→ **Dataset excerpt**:
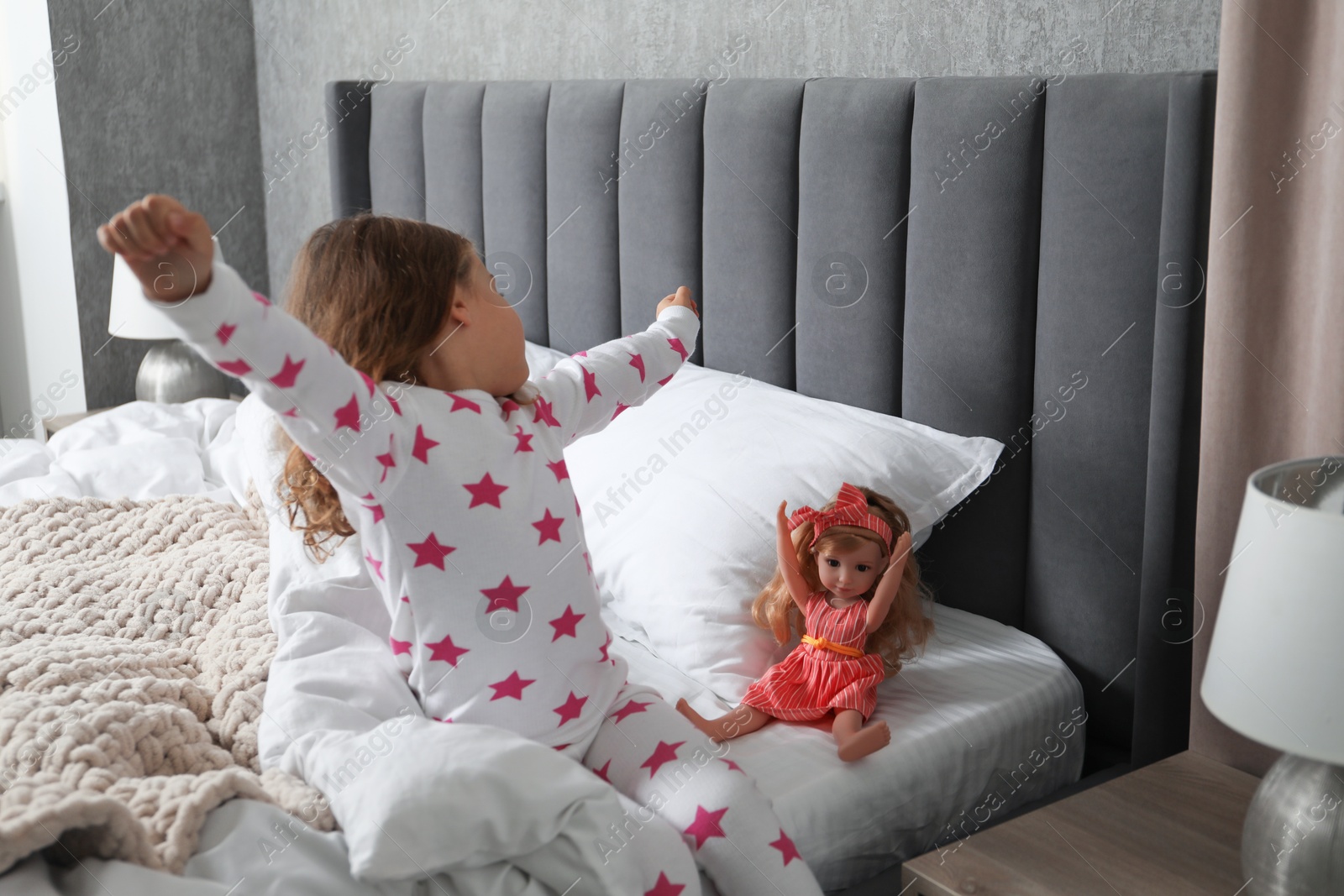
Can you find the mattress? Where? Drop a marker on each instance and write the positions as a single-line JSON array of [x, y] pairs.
[[985, 720]]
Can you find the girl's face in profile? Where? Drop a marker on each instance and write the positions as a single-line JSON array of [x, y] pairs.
[[848, 574]]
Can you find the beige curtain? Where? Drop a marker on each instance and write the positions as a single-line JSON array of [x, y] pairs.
[[1274, 325]]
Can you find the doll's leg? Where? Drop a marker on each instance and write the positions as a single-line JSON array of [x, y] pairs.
[[736, 723], [853, 741], [656, 757]]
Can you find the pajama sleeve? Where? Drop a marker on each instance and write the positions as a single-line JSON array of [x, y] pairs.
[[586, 391], [353, 430]]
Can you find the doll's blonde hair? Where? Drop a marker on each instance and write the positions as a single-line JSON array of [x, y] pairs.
[[906, 627]]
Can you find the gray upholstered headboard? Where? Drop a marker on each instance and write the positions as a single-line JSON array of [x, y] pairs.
[[985, 255]]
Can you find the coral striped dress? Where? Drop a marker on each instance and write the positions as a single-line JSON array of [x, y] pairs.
[[813, 680]]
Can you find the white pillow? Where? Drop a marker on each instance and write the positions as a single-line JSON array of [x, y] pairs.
[[679, 500]]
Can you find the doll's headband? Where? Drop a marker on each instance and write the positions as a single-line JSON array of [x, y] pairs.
[[851, 510]]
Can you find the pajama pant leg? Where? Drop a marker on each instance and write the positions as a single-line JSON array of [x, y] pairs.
[[652, 754]]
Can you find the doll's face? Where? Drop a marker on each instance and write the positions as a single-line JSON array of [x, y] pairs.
[[848, 574]]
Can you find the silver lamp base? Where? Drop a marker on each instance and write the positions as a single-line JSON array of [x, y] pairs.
[[174, 372], [1294, 837]]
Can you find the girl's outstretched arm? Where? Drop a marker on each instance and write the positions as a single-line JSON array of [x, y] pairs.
[[586, 391], [790, 560], [339, 417], [886, 593]]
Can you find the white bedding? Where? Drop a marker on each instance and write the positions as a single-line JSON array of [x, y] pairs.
[[983, 701]]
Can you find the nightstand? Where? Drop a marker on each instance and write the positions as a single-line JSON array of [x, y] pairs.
[[1171, 828]]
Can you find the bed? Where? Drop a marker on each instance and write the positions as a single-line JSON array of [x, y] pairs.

→ **REQUIRED WORK**: Recast the entries above as a Markdown table with the columns Row and Line, putting a row number in the first column and one line of the entries in the second, and skip blank lines. Leave the pictures out of the table.

→ **FINISHED EXERCISE**:
| Row | Line |
|---|---|
| 1 | Can you find the mattress? Where? Drop a marker on each instance and write the positions as a single-line JSON array of [x, y] pairs. |
| 2 | [[985, 720]] |
| 3 | Can you find the girl's face in profile? Where? Drop a marker on each instance and write the positions as a single-line JSON array of [x, y] pairs. |
| 4 | [[848, 574]] |
| 5 | Can you find the beige curtain? Where? Drop a marker on each instance and write the positions as a single-line JSON array of [x, y] pairs. |
| 6 | [[1274, 325]] |
| 7 | Can you find the doll's leg? Where? Drop a marker on each instance and write the positions as a single-line JSON array of [x, y] pairs. |
| 8 | [[736, 723], [853, 741], [656, 757]] |
| 9 | Can you find the pajama sleeve? Where? Drop a marker on each instance and write the positions as a single-line JSON array of [x, y] pairs. |
| 10 | [[586, 391], [353, 430]] |
| 11 | Can you find the doll's blonde hair? Where? Drop a marker on each instance and write the positions as a single-line JSON array of [x, y] pairs. |
| 12 | [[906, 627]] |
| 13 | Can you find the gray upholstered headboard? Where? Drop a marker on each instance and write the positions as a single-line JSON array of [x, y] pairs. |
| 14 | [[985, 255]] |
| 15 | Can you find the coral striped dress? Where? Drop a marker on each instance and write the positions as a single-line JSON array of [x, y] pairs. |
| 16 | [[813, 680]] |
| 17 | Can you find the white pillow? Where? Drop a marker on each instance and write the positions as a single-line JSON array of [x, y] pairs. |
| 18 | [[679, 500]] |
| 19 | Can you find the doll's headband? Where? Drop a marker on each instance and write the positions as a single-line JSON array of [x, y] pairs. |
| 20 | [[851, 510]] |
| 21 | Can you find the pajama pant leg? Where? Drop a marker on each instance and write the positions as a single-line JSON array of [x, y] pairs. |
| 22 | [[652, 754]] |
| 23 | Can you find the doll's face? Where? Drop a marker on each instance and write the positions as a single-line JSON array of [x, y] pairs. |
| 24 | [[848, 574]] |
| 25 | Can you find the silver lamp base? Where? Drop a marker on each instance and write the positions as a single-line JSON array of [x, y] pairs. |
| 26 | [[174, 372], [1294, 837]] |
| 27 | Can you find the girl's outstretched arm? Where? Drop a marker on each instance and write the positions as a single-line JSON array of [x, y] pairs. |
| 28 | [[586, 391], [790, 560], [339, 417], [886, 593]] |
| 29 | Can you find the white bedding? Where? Drop a marker on each instance and write the positions as a single-line JSON array of [x, y] pairs. |
| 30 | [[983, 701]] |
| 31 | Can you find the nightstand? Where? Drop a marker on each instance and write the positions as a single-line JSON array of [x, y] pairs. |
| 32 | [[1171, 828]] |
| 33 | Can you find the bed? Where? Drop a marker on each instance and write the positions as a single-line JSON array of [x, y] pairs. |